PROVIDED DATA:

╔══

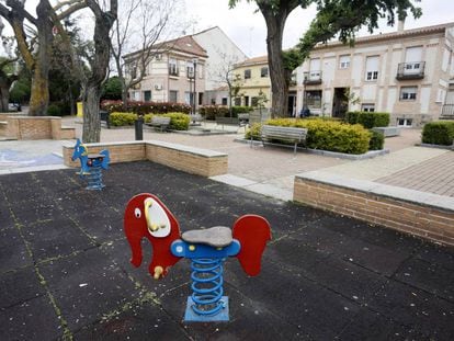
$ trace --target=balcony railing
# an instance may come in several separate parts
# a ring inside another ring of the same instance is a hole
[[[425,61],[400,62],[397,68],[396,79],[423,79]]]
[[[454,104],[443,104],[440,118],[453,120],[454,118]]]
[[[169,75],[170,76],[179,76],[178,68],[169,67]]]
[[[304,84],[306,86],[316,86],[321,84],[321,71],[309,71],[304,72]]]

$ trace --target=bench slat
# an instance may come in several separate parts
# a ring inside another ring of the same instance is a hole
[[[281,127],[272,125],[263,125],[261,130],[261,139],[264,146],[264,139],[281,139],[293,141],[295,144],[294,152],[296,152],[296,145],[305,143],[307,137],[306,128],[296,127]]]

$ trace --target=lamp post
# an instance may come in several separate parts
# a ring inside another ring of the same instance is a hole
[[[195,79],[197,78],[197,58],[192,59],[194,66],[194,93],[192,95],[192,114],[195,115],[195,98],[197,95],[197,88],[195,87]]]

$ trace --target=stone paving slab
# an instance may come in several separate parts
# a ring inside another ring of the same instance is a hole
[[[0,284],[8,292],[0,296],[0,340],[454,334],[453,248],[151,162],[114,164],[105,184],[86,191],[73,170],[0,177],[0,213],[10,221],[0,227]],[[186,260],[154,281],[147,273],[152,251],[144,242],[144,264],[129,264],[122,215],[140,192],[158,195],[183,231],[231,226],[246,213],[269,219],[273,240],[261,274],[248,277],[237,260],[226,262],[229,322],[182,321]]]

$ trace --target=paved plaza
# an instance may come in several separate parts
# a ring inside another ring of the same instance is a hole
[[[73,118],[65,124],[80,136]],[[117,163],[102,192],[86,191],[58,162],[63,144],[73,141],[0,141],[0,340],[452,340],[453,248],[290,202],[294,175],[320,169],[452,197],[452,151],[416,147],[420,130],[407,129],[386,139],[390,154],[374,159],[294,156],[237,143],[243,129],[230,129],[144,133],[227,152],[228,174]],[[132,128],[101,135],[134,137]],[[183,231],[231,226],[247,213],[269,219],[273,240],[262,273],[248,277],[237,260],[226,263],[229,322],[183,322],[188,261],[162,281],[151,279],[147,261],[130,265],[123,212],[140,192],[158,195]]]
[[[72,169],[0,177],[1,340],[452,340],[454,251],[151,162],[113,164],[102,192]],[[188,261],[134,269],[123,211],[155,193],[182,230],[272,226],[262,273],[225,271],[230,321],[184,323]]]

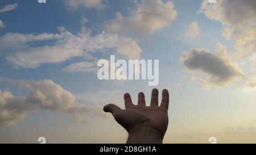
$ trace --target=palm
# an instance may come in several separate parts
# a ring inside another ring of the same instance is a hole
[[[158,90],[152,91],[150,107],[146,106],[144,95],[139,93],[138,105],[133,104],[129,94],[124,96],[126,109],[121,110],[117,106],[110,104],[104,107],[104,111],[112,113],[117,122],[127,131],[136,127],[151,128],[164,136],[168,126],[168,106],[169,95],[167,90],[163,91],[161,105],[158,106]]]

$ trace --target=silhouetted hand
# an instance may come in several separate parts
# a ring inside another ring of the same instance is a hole
[[[138,94],[138,105],[134,105],[131,96],[124,95],[125,110],[113,104],[104,108],[104,111],[112,114],[115,120],[129,133],[127,143],[162,143],[168,127],[169,94],[164,89],[160,106],[158,106],[158,90],[152,90],[150,106],[146,106],[143,93]]]

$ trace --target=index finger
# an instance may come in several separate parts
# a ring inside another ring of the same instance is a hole
[[[168,110],[169,106],[169,92],[166,89],[163,90],[162,93],[162,102],[160,106]]]

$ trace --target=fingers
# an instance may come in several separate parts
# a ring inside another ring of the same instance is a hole
[[[112,114],[114,116],[122,110],[121,108],[114,104],[109,104],[105,106],[103,108],[103,110],[104,110],[105,112],[111,112],[111,114]]]
[[[142,92],[138,94],[138,105],[146,106],[145,95]]]
[[[131,95],[129,93],[125,93],[123,95],[125,99],[125,106],[126,108],[128,108],[130,106],[134,106],[133,101],[131,101]]]
[[[158,106],[158,90],[157,89],[153,89],[152,90],[150,106]]]
[[[169,93],[167,89],[163,90],[162,96],[162,102],[160,106],[168,110],[168,107],[169,106]]]

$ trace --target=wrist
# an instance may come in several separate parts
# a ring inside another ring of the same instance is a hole
[[[149,127],[138,127],[128,131],[127,143],[160,144],[163,143],[163,136],[159,132]]]

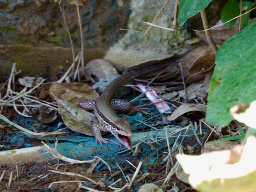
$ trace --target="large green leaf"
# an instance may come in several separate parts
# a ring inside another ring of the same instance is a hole
[[[180,0],[179,6],[178,23],[182,26],[189,18],[204,9],[212,0]]]
[[[208,96],[206,119],[220,126],[233,119],[230,109],[256,100],[256,21],[220,48]]]
[[[222,8],[221,12],[221,19],[222,22],[226,22],[239,15],[239,7],[236,0],[229,0]],[[234,19],[225,24],[227,28],[231,27],[236,23],[236,19]]]

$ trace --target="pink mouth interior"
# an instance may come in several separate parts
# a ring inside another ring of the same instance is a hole
[[[122,143],[127,147],[131,149],[131,144],[130,137],[118,134],[118,137]]]

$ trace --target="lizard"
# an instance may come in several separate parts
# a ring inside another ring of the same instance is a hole
[[[112,100],[116,90],[128,81],[138,76],[154,70],[165,68],[178,62],[181,57],[167,58],[144,63],[127,69],[124,73],[113,80],[96,100],[83,101],[79,104],[81,108],[93,110],[99,123],[93,125],[92,129],[96,141],[101,144],[107,143],[100,131],[110,132],[122,144],[131,149],[130,137],[133,135],[127,119],[117,116],[114,109],[128,109],[131,104],[123,100]],[[163,71],[162,71],[163,72]]]

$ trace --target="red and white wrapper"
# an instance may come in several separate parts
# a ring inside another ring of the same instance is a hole
[[[170,109],[167,103],[160,98],[157,92],[150,86],[146,87],[141,83],[138,82],[136,82],[135,84],[145,93],[146,96],[157,107],[160,113],[163,113]]]

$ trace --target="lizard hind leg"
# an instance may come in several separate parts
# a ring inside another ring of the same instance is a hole
[[[102,136],[101,133],[100,132],[100,130],[101,129],[101,128],[102,126],[102,125],[99,123],[95,124],[92,126],[93,132],[93,135],[94,135],[94,137],[95,137],[95,139],[96,139],[96,144],[97,144],[97,142],[99,141],[101,145],[102,145],[102,143],[109,143],[108,141],[108,139],[105,139]]]

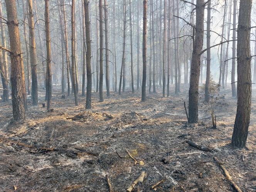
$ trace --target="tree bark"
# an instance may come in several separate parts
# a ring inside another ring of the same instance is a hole
[[[208,3],[207,7],[207,31],[206,32],[206,47],[207,49],[207,56],[206,59],[206,80],[205,81],[205,86],[204,92],[204,98],[205,101],[209,102],[210,96],[209,95],[209,87],[210,86],[210,78],[211,76],[211,1]]]
[[[107,89],[107,96],[110,96],[109,91],[109,74],[108,59],[108,15],[107,0],[104,0],[104,15],[105,16],[105,60],[106,60],[106,87]]]
[[[131,25],[131,0],[129,0],[130,8],[130,40],[131,42],[131,90],[134,93],[133,82],[133,30]]]
[[[251,106],[251,61],[250,47],[252,0],[240,2],[237,27],[237,107],[231,145],[245,147]]]
[[[27,96],[24,66],[21,58],[20,34],[15,0],[5,0],[7,26],[11,52],[11,81],[13,118],[15,121],[25,118]]]
[[[204,1],[197,0],[195,35],[193,49],[189,91],[189,123],[198,122],[198,89],[200,74],[200,56],[204,40]]]
[[[34,28],[34,16],[33,13],[32,0],[27,1],[29,12],[29,26],[30,39],[29,52],[30,64],[31,66],[32,84],[31,86],[31,98],[33,105],[37,105],[37,68],[36,52],[35,51],[35,37]]]
[[[104,101],[103,96],[103,16],[102,0],[99,0],[99,102]]]
[[[143,1],[143,37],[142,39],[142,57],[143,71],[141,87],[141,101],[146,100],[146,81],[147,80],[147,9],[148,0]]]
[[[51,49],[51,35],[50,34],[50,16],[49,15],[49,0],[45,1],[45,27],[46,42],[46,75],[45,76],[46,94],[47,100],[47,110],[51,108],[52,99],[52,66]]]
[[[86,88],[86,109],[91,108],[91,34],[90,31],[90,18],[89,17],[89,2],[88,0],[84,0],[84,19],[85,22],[86,35],[86,74],[87,77],[87,87]]]
[[[73,91],[75,98],[75,104],[78,105],[78,99],[77,95],[77,89],[76,86],[78,85],[77,84],[76,81],[76,45],[75,42],[75,12],[76,6],[76,0],[72,0],[72,4],[71,8],[71,61],[72,70],[72,79],[73,81]]]
[[[236,29],[236,4],[237,0],[234,0],[234,10],[233,12],[233,29]],[[233,30],[233,40],[236,39],[236,30]],[[232,70],[231,72],[231,81],[232,84],[232,96],[236,96],[236,89],[235,83],[235,76],[236,75],[236,42],[234,40],[232,42]]]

╚══

GIVEN INSTRUCTION:
Can you find every line in the data above that contains the word "lizard" and copy each of those lines out?

THE COMPLETED TASK:
$ trace --target="lizard"
$ trace --target="lizard hind leg"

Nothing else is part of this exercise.